[Referring expression pointing data]
---+---
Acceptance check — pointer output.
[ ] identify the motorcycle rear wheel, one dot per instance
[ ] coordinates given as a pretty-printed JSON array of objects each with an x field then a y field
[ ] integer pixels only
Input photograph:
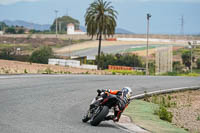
---+---
Description of the task: The goal is an exact reprint of the entries, leaving out the pictures.

Result of the task:
Acceptance check — pointer output.
[ ] identify the motorcycle rear wheel, one dot per instance
[ ] coordinates given as a pretty-printed JSON array of objects each with an x field then a y field
[ ] integer pixels only
Input photograph:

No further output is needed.